> **Objective**
Copy the data below line for line, without changing anything.

(Dataset entries)
____________
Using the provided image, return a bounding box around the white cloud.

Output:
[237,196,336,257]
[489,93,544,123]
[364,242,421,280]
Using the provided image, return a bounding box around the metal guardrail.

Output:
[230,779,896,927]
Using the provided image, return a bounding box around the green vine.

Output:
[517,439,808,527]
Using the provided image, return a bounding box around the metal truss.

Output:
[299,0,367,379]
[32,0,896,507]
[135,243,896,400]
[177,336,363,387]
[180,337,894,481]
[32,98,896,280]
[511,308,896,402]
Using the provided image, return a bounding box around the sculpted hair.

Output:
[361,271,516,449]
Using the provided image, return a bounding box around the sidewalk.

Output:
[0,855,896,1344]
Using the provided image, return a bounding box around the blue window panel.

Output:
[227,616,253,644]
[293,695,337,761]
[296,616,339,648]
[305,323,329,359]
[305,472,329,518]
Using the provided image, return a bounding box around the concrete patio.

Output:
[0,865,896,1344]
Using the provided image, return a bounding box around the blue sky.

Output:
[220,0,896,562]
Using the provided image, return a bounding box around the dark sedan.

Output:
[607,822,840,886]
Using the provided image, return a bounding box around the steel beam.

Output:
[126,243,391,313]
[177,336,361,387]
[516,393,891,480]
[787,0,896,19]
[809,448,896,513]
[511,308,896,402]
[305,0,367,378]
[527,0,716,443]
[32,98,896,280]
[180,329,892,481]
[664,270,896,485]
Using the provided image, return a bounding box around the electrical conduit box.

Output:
____________
> **Task answer**
Using the provided image, return a bounding box around the white cloud.

Output:
[237,196,336,257]
[489,93,544,123]
[364,242,421,280]
Using the provided image, return a bounding box around the metal guardrail.

Output:
[230,779,896,927]
Using the provided image, return a bounding box around the green vine.

Output:
[517,439,808,527]
Using the provided image, return a bounding box around the metal truss.

Output:
[299,0,367,379]
[32,0,896,507]
[135,243,896,400]
[177,336,363,387]
[180,337,894,481]
[32,98,896,280]
[511,308,896,402]
Using the provided image, return a bounding box around the sculpted hair.

Output:
[361,271,516,449]
Using the provided image, return a bounding box around the sidewalk.

Output:
[0,855,896,1344]
Using the provided image, return a bounding box around the blue window panel.

Output:
[227,616,253,644]
[293,695,337,761]
[296,616,339,648]
[305,323,329,359]
[305,472,329,518]
Using the provided image, return a bounding box around the concrete patio.

Output:
[0,865,896,1344]
Using the provided image, return a bounding box around the blue sky.

Output:
[220,0,896,562]
Using the provided image, return a bounding box around the dark sedan.

Output:
[607,822,840,886]
Using the provided image, return a bounding box around the steel beam.

Output:
[126,243,391,313]
[177,336,361,387]
[516,393,891,480]
[787,0,896,19]
[809,448,896,513]
[511,308,896,402]
[305,0,367,378]
[527,0,716,443]
[32,98,896,280]
[180,329,892,481]
[664,270,896,485]
Using the provided image, return a bounding box around the electrical conduit box.

Output:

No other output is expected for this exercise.